# Dataset entries start
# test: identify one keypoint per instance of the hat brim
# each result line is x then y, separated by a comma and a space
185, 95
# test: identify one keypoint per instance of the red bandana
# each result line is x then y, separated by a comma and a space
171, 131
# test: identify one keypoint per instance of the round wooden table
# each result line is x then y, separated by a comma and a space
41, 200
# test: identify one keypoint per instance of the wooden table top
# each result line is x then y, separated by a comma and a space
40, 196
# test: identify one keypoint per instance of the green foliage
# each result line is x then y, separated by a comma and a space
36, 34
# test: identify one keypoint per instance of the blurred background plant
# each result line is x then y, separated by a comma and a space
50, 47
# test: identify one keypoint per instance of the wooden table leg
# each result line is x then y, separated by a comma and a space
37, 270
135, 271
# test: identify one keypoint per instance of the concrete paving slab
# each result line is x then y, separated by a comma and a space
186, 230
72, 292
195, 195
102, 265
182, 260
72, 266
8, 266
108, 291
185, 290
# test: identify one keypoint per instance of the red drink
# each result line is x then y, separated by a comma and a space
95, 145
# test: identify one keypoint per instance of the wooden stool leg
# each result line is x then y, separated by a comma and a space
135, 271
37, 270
# Dataset entries end
# Dataset entries start
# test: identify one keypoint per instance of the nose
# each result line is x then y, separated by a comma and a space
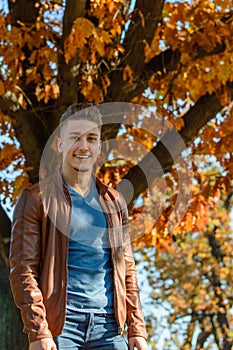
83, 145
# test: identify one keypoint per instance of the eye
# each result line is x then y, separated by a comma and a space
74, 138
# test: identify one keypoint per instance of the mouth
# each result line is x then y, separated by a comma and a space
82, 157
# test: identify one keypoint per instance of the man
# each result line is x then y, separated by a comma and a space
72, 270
# Dataset entries end
# Dataset entries start
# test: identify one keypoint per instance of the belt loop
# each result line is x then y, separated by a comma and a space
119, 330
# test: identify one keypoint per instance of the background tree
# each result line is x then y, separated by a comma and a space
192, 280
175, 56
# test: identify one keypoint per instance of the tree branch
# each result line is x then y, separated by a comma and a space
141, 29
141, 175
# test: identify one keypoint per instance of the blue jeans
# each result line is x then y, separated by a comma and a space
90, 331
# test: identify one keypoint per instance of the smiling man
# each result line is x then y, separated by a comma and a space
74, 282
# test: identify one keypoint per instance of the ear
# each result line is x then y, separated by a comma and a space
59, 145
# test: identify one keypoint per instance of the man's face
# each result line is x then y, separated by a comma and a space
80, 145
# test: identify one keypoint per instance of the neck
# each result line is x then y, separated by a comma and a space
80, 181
# Dataset entries end
Given exercise: Pick out and copy every line of the records that contains the string "background", matching case exactly.

Response to this task:
# test: identify one keypoint per instance of the blurred background plant
# test: identify one keypoint per instance of the background tree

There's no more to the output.